» **Task prompt**
Copy the records starting at the line that contains "Each instance receives one keypoint. Mark the goal" and ending at the line that contains "Target: adidas logo on vest", requests included, and give only those lines. Multiply each coordinate in the answer points by 1.2 and round to whole numbers, with halves rounding up, but leave the coordinates in the requests and their format samples unchanged.

» **Data section**
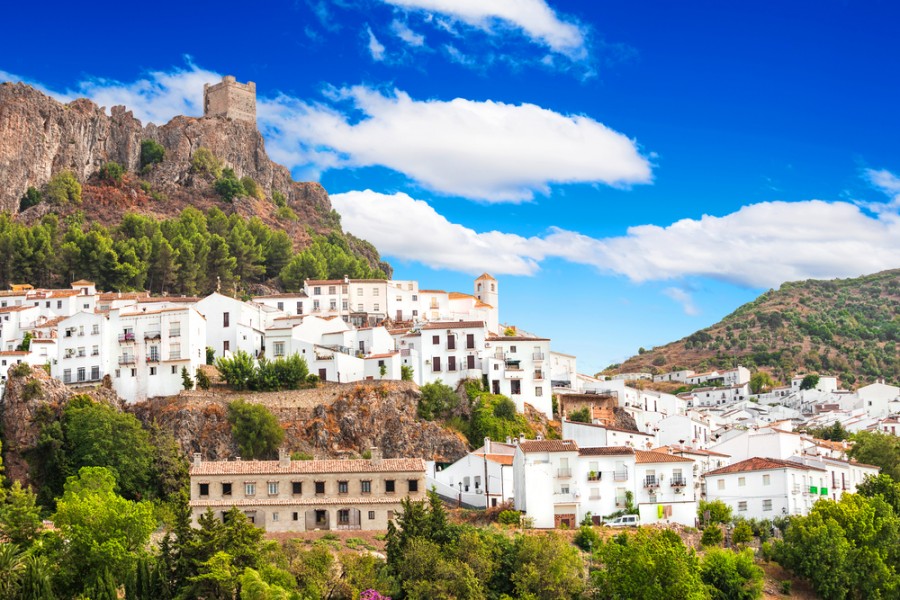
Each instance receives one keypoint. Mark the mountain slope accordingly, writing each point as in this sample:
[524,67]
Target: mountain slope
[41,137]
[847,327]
* * *
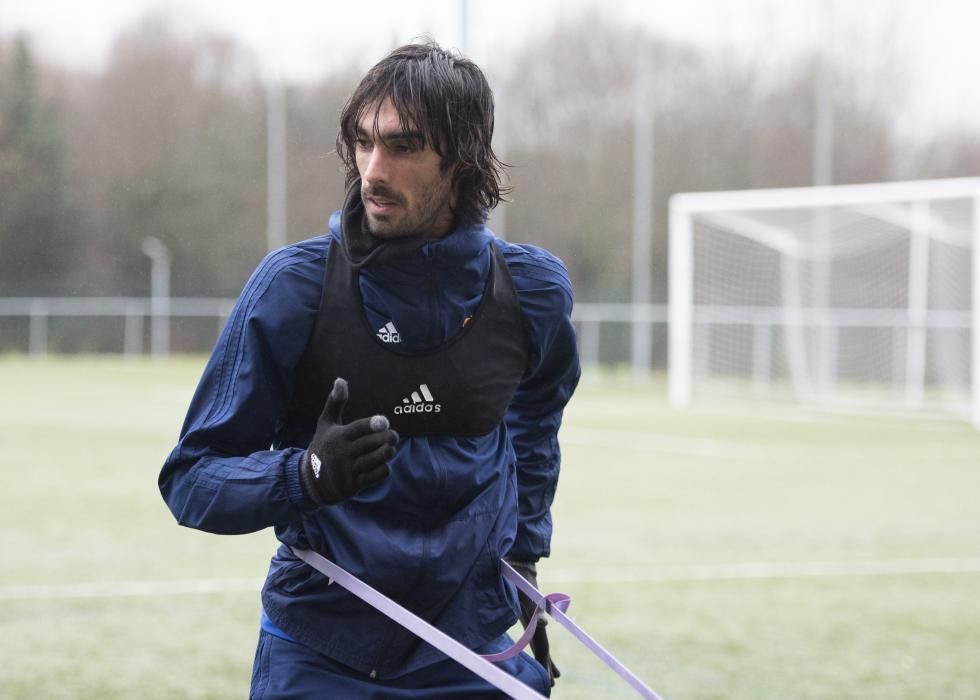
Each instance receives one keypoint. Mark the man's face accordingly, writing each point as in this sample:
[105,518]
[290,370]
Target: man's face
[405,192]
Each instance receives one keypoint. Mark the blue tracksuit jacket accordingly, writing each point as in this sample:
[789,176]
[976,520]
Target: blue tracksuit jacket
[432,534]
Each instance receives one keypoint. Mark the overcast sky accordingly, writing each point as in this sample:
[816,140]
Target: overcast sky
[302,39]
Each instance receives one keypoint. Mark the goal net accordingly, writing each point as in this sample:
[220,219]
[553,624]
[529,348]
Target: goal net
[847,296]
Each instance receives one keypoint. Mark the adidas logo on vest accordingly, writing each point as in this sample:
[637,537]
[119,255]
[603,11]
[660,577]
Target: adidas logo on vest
--
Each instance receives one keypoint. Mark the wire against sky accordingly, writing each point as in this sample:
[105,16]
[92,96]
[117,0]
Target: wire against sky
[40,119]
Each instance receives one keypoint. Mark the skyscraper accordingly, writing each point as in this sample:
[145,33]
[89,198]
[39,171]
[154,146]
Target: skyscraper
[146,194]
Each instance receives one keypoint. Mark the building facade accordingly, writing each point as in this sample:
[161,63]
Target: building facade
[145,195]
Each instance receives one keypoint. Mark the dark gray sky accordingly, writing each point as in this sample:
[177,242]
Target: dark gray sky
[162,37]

» **Solution for this problem**
Each instance receives one keypoint. Mark the goal net accordingly, writing each point as in this sample:
[220,219]
[553,624]
[529,348]
Target: goal net
[1016,355]
Each instance receives one keypoint. Mark the adidas logo on vest accordingly, writing each point as in this sample:
[637,537]
[119,255]
[603,11]
[660,577]
Target: adidas logo on vest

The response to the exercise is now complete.